TEXT PASSAGE –
18 Wednesday Dec 2013

Posted by FKAjason in Captain Atom's Family, Espionage

≈ 3 Comments

Tags

Augustin Mas, Bob Smith, Captain Atom, Cary Bates, Dr. Megala, General Eiling, Greg Weisman, Major Force, Martin Allard, Modern Age Captain Atom, Nansi Hoolahan, Pat Broderick, Randall Eiling/Randy Adam

“Sweet Dreams Major Force”

  • Writers: Cary Bates & Greg Weisman
  • Pencils:  Pat Broderick
  • Inks:  Bob Smith
  • Colors:  Nansi Hoolahan
  • Letters:  Agustin Mas

What do you do when you create a super-hero so powerful he could give the God-like Superman a run for his money?  Who can you pit such a character against?  You can’t have him butting heads with other super-heroes all the time, can you?  No.  You create an all-new super-villain with comparable powers as a foil.  But first you try to pass him off as a super-hero.  And hope he never stuffs anyone’s dead girlfriend into a refrigerator.

RECORD EXCERPTS –
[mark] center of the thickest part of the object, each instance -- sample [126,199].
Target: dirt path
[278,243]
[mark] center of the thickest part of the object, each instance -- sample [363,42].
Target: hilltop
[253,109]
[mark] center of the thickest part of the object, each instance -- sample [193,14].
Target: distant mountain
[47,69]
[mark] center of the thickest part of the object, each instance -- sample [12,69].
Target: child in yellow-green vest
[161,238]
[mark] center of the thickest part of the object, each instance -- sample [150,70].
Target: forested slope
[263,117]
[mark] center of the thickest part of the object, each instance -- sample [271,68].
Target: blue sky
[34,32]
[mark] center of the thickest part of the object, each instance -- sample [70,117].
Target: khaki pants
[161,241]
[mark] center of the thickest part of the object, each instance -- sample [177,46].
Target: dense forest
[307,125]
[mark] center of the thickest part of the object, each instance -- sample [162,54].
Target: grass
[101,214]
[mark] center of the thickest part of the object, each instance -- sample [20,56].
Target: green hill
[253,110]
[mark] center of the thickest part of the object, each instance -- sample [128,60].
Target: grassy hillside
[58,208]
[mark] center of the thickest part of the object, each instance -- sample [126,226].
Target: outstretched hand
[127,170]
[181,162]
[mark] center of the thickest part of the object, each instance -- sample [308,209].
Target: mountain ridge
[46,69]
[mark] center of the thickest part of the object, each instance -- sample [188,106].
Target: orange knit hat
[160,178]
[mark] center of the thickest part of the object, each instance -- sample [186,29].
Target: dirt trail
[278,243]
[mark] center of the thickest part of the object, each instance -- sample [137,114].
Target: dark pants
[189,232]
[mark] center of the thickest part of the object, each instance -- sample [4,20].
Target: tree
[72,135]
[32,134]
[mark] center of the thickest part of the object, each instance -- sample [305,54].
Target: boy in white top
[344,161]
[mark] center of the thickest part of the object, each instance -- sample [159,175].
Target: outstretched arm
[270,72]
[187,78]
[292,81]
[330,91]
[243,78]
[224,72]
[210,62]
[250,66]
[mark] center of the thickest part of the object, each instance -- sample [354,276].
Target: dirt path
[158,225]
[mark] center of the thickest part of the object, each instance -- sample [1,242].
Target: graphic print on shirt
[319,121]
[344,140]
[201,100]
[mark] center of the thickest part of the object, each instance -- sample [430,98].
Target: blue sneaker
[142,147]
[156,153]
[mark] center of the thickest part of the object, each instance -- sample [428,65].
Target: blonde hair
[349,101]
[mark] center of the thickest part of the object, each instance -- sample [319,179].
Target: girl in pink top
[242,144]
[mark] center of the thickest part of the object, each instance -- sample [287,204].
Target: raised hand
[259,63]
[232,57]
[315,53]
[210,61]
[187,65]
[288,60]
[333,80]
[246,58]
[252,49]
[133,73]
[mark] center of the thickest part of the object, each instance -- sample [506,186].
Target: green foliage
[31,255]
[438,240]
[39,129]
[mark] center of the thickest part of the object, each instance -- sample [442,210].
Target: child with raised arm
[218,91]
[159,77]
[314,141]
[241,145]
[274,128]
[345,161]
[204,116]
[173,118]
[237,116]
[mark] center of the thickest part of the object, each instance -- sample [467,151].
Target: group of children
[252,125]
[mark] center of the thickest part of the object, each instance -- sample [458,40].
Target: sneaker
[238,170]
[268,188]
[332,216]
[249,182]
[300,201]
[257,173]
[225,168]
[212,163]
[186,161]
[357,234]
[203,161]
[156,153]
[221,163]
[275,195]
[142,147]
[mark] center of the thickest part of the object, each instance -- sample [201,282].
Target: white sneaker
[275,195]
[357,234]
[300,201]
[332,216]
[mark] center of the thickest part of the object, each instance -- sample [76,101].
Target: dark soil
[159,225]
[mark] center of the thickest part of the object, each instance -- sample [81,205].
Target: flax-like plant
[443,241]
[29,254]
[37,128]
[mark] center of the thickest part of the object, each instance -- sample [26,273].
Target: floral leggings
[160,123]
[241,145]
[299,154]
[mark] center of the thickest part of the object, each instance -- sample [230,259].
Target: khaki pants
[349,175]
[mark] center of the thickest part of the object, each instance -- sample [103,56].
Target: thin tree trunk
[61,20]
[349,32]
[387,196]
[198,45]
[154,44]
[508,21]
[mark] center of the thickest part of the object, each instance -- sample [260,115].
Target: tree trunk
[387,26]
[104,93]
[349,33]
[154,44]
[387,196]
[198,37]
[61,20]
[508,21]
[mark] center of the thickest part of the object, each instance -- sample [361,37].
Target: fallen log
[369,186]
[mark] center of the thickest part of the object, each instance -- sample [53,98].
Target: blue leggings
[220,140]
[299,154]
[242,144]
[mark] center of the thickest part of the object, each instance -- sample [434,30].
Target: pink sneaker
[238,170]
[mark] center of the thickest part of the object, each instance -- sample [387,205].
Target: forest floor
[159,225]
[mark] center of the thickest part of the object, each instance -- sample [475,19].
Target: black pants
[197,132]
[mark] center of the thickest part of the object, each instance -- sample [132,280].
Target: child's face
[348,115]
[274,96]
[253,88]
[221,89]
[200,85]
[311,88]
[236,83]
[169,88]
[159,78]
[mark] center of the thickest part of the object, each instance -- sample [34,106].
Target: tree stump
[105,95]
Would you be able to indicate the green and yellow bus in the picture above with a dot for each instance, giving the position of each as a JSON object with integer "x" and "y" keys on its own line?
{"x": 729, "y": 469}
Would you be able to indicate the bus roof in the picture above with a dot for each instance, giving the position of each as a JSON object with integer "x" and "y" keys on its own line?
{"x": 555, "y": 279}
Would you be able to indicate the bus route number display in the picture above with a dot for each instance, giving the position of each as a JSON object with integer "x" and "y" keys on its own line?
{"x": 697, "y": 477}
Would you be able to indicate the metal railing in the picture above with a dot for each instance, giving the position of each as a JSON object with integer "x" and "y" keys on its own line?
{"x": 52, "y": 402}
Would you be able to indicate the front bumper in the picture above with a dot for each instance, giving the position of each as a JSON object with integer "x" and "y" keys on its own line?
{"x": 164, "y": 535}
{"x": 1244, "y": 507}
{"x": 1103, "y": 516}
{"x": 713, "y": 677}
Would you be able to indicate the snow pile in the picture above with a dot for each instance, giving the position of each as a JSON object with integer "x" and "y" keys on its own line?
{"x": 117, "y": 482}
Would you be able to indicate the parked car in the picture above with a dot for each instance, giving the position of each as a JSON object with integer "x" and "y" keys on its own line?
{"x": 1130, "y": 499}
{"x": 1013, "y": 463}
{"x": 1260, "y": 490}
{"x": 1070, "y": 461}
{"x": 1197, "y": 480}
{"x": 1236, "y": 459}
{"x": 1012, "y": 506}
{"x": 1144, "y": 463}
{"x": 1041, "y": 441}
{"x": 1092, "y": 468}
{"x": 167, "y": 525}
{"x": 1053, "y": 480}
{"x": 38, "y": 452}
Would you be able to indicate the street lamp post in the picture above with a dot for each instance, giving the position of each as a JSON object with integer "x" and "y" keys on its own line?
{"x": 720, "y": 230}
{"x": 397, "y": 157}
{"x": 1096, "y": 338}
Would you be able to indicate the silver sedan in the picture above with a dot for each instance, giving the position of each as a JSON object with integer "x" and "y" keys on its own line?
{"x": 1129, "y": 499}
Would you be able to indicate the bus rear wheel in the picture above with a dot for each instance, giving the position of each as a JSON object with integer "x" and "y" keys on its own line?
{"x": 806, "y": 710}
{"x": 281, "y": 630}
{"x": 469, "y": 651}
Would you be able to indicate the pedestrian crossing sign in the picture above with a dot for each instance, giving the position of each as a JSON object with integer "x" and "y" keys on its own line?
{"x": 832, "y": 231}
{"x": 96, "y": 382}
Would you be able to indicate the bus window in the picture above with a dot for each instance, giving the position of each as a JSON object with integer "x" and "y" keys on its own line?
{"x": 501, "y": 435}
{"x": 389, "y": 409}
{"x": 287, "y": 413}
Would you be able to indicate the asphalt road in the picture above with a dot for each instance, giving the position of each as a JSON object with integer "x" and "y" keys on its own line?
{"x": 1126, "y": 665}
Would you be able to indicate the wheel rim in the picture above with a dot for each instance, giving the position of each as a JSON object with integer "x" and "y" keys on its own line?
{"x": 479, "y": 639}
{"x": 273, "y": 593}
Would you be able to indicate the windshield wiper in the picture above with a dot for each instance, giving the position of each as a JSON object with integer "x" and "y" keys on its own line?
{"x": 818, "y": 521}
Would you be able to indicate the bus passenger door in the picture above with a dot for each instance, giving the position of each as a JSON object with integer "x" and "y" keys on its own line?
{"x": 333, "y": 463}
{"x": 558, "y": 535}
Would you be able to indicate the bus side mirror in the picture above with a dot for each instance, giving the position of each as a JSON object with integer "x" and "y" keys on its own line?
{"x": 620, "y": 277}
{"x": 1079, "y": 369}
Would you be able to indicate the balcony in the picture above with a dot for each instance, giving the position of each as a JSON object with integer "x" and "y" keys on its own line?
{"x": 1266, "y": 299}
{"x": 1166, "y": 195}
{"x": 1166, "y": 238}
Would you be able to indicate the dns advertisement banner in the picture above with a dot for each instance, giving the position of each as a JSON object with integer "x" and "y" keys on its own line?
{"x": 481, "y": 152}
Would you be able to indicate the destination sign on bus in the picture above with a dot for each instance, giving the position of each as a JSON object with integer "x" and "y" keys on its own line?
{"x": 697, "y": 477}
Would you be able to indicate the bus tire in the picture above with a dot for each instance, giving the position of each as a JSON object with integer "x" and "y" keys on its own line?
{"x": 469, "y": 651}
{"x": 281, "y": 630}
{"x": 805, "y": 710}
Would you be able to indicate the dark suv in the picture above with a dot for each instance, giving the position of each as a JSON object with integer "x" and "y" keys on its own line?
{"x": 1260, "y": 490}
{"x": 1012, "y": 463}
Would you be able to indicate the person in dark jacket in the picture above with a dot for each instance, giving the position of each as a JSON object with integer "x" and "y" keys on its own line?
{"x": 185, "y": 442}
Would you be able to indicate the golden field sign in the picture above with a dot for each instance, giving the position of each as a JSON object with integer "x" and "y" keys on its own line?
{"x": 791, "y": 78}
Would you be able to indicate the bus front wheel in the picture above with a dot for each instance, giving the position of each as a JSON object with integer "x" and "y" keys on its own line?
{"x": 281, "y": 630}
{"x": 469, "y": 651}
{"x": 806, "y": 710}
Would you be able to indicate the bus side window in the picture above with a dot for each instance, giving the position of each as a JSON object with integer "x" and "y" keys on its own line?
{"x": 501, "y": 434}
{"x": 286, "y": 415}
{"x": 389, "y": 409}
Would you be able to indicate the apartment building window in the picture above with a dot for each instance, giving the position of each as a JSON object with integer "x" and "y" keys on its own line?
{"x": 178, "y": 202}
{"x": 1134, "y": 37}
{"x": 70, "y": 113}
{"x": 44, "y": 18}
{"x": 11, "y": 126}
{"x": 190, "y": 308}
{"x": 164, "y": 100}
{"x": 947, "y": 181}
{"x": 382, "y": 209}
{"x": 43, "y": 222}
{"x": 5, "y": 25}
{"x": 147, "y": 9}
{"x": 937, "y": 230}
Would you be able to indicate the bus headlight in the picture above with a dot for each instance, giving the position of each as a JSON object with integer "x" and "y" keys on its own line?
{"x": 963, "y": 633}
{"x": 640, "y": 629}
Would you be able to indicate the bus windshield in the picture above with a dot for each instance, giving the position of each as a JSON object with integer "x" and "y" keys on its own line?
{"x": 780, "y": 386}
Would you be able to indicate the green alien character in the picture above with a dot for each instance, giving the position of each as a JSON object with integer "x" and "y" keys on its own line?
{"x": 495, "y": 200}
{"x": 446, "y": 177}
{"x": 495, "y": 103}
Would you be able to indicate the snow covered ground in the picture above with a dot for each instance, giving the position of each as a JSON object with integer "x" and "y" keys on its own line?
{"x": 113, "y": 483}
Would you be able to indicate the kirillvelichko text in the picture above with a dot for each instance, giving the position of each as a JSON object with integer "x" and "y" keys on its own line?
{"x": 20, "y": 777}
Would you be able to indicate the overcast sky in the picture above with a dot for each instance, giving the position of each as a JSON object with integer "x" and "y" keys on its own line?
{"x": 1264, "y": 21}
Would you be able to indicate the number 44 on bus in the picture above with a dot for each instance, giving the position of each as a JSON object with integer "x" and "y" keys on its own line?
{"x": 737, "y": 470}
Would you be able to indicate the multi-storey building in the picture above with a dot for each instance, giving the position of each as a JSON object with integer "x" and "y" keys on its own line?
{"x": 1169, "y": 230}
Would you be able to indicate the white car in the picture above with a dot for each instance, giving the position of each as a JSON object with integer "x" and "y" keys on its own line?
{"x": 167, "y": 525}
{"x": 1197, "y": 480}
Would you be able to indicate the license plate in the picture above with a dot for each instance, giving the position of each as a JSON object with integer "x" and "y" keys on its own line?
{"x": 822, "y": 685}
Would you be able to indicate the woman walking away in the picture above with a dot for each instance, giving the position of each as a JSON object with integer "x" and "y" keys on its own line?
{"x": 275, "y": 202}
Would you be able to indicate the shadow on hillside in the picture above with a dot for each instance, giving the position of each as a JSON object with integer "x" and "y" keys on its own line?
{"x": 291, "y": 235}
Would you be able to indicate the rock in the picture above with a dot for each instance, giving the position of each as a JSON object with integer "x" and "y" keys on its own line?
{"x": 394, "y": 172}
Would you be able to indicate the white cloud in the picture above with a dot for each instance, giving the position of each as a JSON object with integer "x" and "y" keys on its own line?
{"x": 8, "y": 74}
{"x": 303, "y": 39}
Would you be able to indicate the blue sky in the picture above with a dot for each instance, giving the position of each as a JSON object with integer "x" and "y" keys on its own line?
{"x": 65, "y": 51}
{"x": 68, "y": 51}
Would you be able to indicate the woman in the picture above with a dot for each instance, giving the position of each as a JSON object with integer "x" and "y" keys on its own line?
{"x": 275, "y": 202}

TASK DETAILS –
Continue the blog post about the Captain Atom story "Sweet Dreams Major Force" from the point where it stops. The records are not needed for this.

TASK OUTPUT –
It was November 3, 1987 that this issue was published (cover dated February 1988).  Captain Atom was no longer a freshman in the DC Universe.  It was the 38th appearance of the character since his reboot a year prior.  He’d made a name for himself in the pages of his own book and had played an essential role in Millennium.  Time for the Captain to face a new and deadly foe…

But not yet.  That’s still to come in Captain Atom Annual #1.  This issue is merely paving the way.

It begins in a lab.  A creature, referred to as “the Major,” is being monitored by General Eiling and Dr. Megala.  His temperature is 214 degrees Celsius and his weight is 505.46 pounds.  He is some distance away, being tracked from afar in a mobile lab.  Dr. Megala indicates that the Major is journeying through the quantum field, just as Nathaniel Adam did.  Nate’s arrival a year before was unexpected.  The Major, it seems, was expected.  The gear tracking him is all underground.  Eiling indicates that they are, indeed, prepared for “Major Force,” thanks to data they collected from Captain Atom’s trip through the quantum field.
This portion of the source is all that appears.